The task – Every line in the records below with the string "stream" needs to be copied out.

----------

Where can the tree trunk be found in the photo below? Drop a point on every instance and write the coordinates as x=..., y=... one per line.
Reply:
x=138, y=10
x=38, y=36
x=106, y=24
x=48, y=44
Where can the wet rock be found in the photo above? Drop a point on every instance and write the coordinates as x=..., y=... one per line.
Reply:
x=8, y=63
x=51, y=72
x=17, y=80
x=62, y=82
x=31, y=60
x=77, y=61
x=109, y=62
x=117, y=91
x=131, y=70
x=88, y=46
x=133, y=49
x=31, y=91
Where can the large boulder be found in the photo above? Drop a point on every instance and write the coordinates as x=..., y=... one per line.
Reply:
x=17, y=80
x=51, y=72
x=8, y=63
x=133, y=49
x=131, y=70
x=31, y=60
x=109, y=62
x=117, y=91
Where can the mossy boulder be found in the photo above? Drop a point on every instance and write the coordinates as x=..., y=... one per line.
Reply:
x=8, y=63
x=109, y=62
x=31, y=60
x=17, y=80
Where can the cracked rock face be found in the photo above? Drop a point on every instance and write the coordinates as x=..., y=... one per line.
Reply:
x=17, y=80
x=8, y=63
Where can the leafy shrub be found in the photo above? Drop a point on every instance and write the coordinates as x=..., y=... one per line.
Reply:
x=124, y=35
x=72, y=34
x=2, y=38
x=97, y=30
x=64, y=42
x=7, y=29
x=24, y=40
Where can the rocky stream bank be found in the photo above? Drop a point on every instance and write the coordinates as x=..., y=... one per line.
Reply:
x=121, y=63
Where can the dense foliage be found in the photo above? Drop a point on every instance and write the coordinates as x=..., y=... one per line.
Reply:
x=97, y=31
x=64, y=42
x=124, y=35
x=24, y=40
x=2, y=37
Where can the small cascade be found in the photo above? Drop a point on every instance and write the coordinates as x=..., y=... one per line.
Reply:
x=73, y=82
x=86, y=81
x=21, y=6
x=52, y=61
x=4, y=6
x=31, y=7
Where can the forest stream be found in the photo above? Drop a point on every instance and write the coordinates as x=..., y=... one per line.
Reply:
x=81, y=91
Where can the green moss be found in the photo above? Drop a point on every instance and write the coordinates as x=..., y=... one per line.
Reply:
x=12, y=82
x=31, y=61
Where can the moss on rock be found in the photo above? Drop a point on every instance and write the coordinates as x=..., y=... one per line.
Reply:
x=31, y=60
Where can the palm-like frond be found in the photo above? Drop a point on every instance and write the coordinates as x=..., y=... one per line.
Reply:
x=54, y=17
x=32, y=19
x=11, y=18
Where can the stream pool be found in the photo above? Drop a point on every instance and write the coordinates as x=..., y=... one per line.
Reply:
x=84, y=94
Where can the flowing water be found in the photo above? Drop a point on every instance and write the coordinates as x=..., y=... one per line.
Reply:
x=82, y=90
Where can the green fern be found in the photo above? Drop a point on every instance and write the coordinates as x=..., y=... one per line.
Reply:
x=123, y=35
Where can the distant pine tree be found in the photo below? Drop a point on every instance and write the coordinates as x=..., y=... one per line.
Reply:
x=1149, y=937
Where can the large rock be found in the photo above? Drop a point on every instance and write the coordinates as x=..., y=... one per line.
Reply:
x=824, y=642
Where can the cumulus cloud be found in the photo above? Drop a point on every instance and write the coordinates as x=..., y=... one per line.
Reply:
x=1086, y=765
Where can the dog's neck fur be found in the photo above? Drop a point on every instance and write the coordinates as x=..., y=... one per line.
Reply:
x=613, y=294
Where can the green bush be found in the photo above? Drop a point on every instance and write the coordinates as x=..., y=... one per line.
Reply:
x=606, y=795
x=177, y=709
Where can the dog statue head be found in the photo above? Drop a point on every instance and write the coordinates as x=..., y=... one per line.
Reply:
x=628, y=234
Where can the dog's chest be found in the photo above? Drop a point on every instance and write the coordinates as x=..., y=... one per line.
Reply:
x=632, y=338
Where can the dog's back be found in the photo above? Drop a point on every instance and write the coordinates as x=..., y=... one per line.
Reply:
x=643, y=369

----------

Your response –
Where can the rocky stream bank be found in the photo above? Drop a point on every instance and write the coordinates as x=..., y=... one per line.
Where can the forest stream be found in the photo above? Drop a point on every instance and write the coordinates as x=..., y=... one per line.
Where can the stream pool be found in the photo above? Drop a point on every instance and write the coordinates as x=..., y=... one per line.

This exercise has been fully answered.